Monthly Archives: March 2012

Sunroof sorted… well sort of

Thanks to some chums on the AMOC forum I now have the elusive missing part for the sunroof mechanism, I may not have a working engine yet, but I’ll soon have a working sunroof!

The past few weeks have been quite frenetic, lots of meetings in the Houses of Parliament, lots of meetings with commercial demining operators, and briefings with Government departments. It was a very welcome  weekend therefore up on the farm getting oil and grease under my fingernails.

It may not sound exciting, but it was a very constructive two days fettling the sunroof, painting and fitting sound deadening panels.

Malcolm was working on his Renault 5 and Phil on his Figaro and the sun was shining.

Pictorially the work i did is about as interesting as, well a sound proof panel.

As a hint it is best to use a heat gun to soften the sheet of material at the beginning – it makes it much easier to cut.

Then, once it’s stuck on, use the air gun again to make the air bubbles expand, and then pop them .

It’s a bit frustrating to be on a roll, and then have to stop, clear up and come home.

The frozen North

Well Iceland was fun… if a little chilly.

The rather bleak rock in the middle of the North Atlantic is a geologist’s paradise, I could have come home with pockets bulging with bits of rock.

* _SUPPLIED RECORDS_:

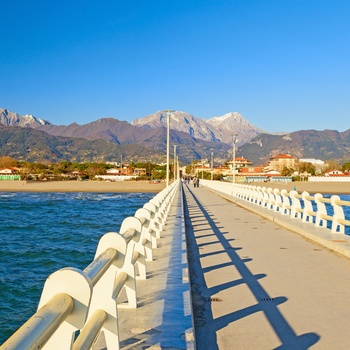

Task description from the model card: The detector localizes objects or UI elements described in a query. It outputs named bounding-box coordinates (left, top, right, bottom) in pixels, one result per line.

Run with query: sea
left=0, top=192, right=350, bottom=344
left=0, top=192, right=155, bottom=344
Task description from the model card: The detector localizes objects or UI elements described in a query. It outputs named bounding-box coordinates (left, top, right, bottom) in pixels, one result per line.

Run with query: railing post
left=331, top=195, right=345, bottom=233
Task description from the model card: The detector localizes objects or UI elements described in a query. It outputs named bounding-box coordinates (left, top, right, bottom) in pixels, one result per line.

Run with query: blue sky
left=0, top=0, right=350, bottom=132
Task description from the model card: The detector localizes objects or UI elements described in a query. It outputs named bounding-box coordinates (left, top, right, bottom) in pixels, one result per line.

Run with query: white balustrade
left=201, top=180, right=350, bottom=234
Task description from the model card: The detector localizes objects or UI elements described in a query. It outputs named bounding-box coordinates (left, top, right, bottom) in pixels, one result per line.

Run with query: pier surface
left=184, top=185, right=350, bottom=350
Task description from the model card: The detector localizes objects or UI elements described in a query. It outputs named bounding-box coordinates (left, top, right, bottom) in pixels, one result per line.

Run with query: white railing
left=1, top=181, right=181, bottom=350
left=201, top=180, right=350, bottom=234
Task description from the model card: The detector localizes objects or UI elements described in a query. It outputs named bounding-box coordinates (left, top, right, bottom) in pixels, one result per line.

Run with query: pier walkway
left=184, top=185, right=350, bottom=350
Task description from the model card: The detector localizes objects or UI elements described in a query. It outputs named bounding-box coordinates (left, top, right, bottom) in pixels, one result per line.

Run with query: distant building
left=0, top=168, right=21, bottom=180
left=227, top=157, right=252, bottom=173
left=299, top=158, right=328, bottom=174
left=269, top=154, right=298, bottom=173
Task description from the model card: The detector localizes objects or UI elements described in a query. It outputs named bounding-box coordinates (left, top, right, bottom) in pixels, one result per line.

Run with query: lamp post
left=173, top=145, right=177, bottom=181
left=163, top=109, right=174, bottom=187
left=232, top=135, right=237, bottom=185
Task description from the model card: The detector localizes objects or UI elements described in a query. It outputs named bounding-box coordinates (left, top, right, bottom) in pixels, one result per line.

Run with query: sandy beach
left=246, top=181, right=350, bottom=194
left=0, top=181, right=350, bottom=194
left=0, top=181, right=165, bottom=193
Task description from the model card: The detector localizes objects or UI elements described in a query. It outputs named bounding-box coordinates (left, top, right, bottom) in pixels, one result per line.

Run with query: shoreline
left=0, top=180, right=165, bottom=193
left=0, top=180, right=350, bottom=194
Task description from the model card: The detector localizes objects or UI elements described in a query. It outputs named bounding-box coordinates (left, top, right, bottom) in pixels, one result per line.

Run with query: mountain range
left=0, top=108, right=350, bottom=165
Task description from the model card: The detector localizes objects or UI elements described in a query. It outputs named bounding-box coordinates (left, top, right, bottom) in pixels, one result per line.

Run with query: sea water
left=0, top=192, right=154, bottom=344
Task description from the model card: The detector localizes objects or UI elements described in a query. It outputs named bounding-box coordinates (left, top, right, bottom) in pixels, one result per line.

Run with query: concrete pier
left=184, top=185, right=350, bottom=350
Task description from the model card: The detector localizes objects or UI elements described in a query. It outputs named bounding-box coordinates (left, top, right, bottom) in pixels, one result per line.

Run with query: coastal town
left=0, top=154, right=350, bottom=183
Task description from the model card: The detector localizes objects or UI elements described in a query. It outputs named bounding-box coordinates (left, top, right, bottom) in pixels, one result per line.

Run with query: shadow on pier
left=184, top=186, right=320, bottom=349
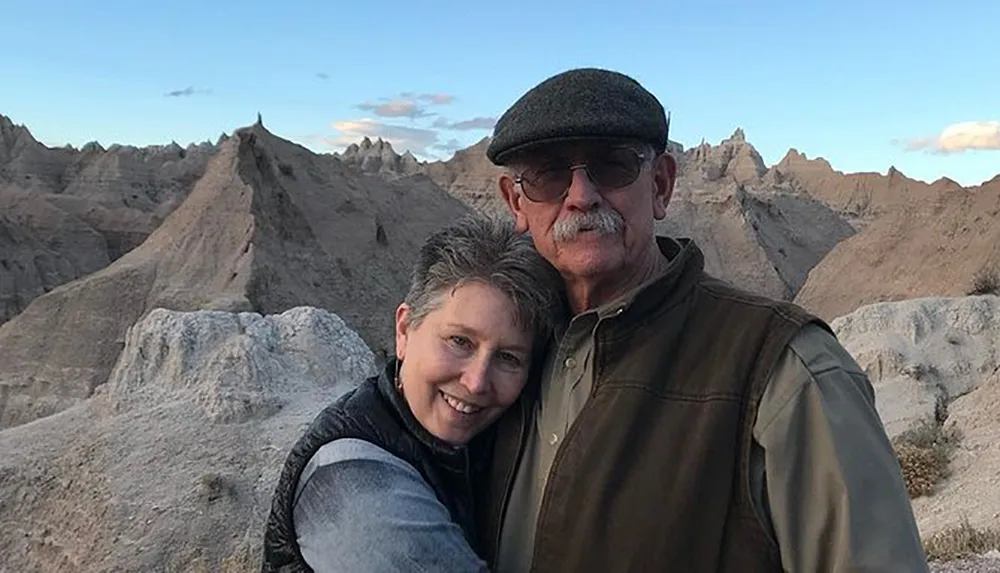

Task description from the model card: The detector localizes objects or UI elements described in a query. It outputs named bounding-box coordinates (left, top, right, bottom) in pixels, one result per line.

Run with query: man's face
left=500, top=141, right=676, bottom=280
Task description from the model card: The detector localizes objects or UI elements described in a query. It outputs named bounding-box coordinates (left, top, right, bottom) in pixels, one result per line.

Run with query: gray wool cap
left=486, top=68, right=670, bottom=165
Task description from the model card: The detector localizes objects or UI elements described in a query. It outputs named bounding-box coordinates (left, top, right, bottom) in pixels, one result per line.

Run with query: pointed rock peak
left=80, top=141, right=104, bottom=154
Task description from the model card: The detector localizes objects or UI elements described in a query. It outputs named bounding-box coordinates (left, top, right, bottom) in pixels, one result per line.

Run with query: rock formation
left=795, top=176, right=1000, bottom=319
left=0, top=115, right=223, bottom=324
left=0, top=125, right=468, bottom=427
left=334, top=137, right=422, bottom=179
left=831, top=295, right=1000, bottom=540
left=0, top=307, right=375, bottom=573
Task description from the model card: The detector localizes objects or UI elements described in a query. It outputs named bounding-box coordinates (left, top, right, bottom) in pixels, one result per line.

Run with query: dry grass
left=893, top=422, right=961, bottom=499
left=924, top=520, right=1000, bottom=561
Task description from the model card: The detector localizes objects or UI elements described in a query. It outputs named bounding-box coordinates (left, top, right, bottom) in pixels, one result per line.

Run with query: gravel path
left=930, top=555, right=1000, bottom=573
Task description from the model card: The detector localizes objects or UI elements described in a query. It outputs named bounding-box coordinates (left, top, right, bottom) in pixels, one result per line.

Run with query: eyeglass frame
left=513, top=145, right=656, bottom=203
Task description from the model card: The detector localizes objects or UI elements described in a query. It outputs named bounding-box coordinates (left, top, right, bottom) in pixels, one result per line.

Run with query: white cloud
left=434, top=117, right=497, bottom=131
left=905, top=121, right=1000, bottom=154
left=358, top=99, right=427, bottom=119
left=322, top=118, right=438, bottom=155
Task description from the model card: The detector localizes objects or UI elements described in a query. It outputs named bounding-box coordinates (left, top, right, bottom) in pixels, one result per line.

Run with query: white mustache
left=552, top=207, right=625, bottom=242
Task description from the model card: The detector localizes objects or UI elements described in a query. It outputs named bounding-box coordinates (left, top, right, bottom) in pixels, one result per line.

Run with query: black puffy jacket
left=261, top=359, right=488, bottom=573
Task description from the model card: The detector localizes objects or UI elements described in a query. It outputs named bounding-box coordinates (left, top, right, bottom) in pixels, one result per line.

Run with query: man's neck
left=565, top=242, right=670, bottom=315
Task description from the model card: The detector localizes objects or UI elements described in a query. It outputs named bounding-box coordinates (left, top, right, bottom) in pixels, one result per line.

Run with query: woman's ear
left=396, top=302, right=410, bottom=360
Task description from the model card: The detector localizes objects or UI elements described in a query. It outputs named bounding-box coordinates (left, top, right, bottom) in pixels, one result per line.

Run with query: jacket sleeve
left=754, top=325, right=928, bottom=573
left=293, top=439, right=486, bottom=573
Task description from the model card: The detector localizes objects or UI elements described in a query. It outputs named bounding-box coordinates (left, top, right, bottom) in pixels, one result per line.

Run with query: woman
left=263, top=217, right=562, bottom=572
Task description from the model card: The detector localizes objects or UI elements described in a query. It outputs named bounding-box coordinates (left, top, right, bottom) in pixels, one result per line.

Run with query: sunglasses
left=514, top=147, right=648, bottom=203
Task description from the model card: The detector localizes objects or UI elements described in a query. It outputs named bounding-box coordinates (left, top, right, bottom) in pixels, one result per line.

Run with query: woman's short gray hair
left=404, top=215, right=564, bottom=342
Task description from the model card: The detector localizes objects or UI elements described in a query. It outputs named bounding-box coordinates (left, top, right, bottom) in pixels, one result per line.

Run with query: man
left=472, top=69, right=927, bottom=573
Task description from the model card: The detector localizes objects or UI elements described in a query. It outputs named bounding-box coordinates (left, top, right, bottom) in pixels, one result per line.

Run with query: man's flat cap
left=486, top=68, right=670, bottom=165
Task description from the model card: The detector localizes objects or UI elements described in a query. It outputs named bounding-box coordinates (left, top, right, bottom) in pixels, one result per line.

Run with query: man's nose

* _WHAT THE TASK REQUIRES_: The March 2012 archive page above says the past few weeks have been frenetic. List each engagement it names as filling those weeks.

* _TASK SOLUTION_:
- Meetings in the Houses of Parliament
- Meetings with commercial demining operators
- Briefings with Government departments